*STATED GOAL*
Rescale the entries from their start through the line that contains "137), (355, 73)]", including that line, by repeating every line with each answer coordinate multiplied by 1.75 and rounded to the nearest whole number, with halves rounded up, while the requests and their sample coordinates stay unchanged. Leave the pictures out of your reply.

Coordinate labeling data:

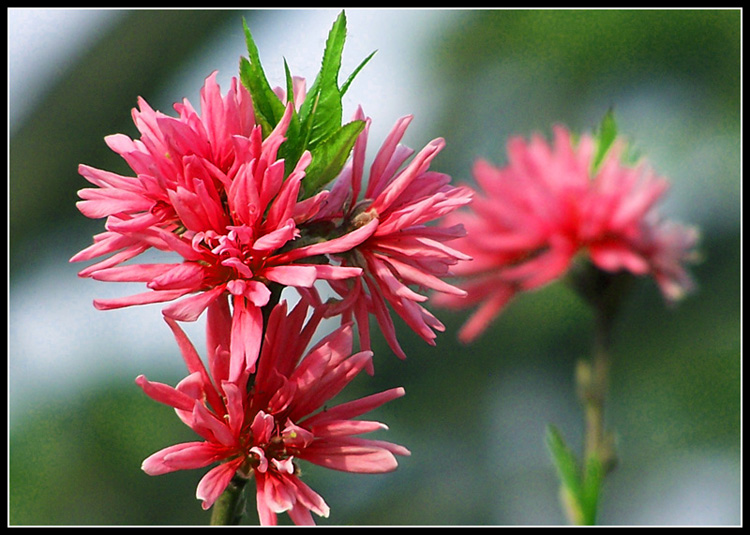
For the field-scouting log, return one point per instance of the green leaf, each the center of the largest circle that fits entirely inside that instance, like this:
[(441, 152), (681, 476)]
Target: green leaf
[(329, 157), (593, 476), (267, 105), (323, 102), (565, 462), (606, 137), (355, 73)]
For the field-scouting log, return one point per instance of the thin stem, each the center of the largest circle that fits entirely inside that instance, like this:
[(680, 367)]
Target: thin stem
[(594, 393), (230, 506)]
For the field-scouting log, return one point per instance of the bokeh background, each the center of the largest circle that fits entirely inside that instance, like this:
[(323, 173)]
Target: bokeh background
[(474, 417)]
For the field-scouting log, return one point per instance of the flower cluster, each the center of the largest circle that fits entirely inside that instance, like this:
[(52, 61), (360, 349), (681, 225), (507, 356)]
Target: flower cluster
[(258, 425), (555, 204), (238, 193)]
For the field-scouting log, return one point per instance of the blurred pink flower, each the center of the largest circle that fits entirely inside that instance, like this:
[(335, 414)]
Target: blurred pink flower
[(258, 426), (548, 206), (401, 199), (209, 188)]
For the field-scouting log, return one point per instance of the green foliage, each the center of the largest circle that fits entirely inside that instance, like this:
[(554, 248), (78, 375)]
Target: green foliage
[(605, 137), (316, 122), (580, 489)]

*WORKED ANSWER*
For the field-scouting log, return one point per instance of the green leaf, each the center of the largest circle that fits entirely inside that instance, like this:
[(441, 152), (681, 476)]
Target: green leaf
[(576, 275), (1038, 833), (467, 184), (565, 179), (989, 809), (1061, 240), (621, 128)]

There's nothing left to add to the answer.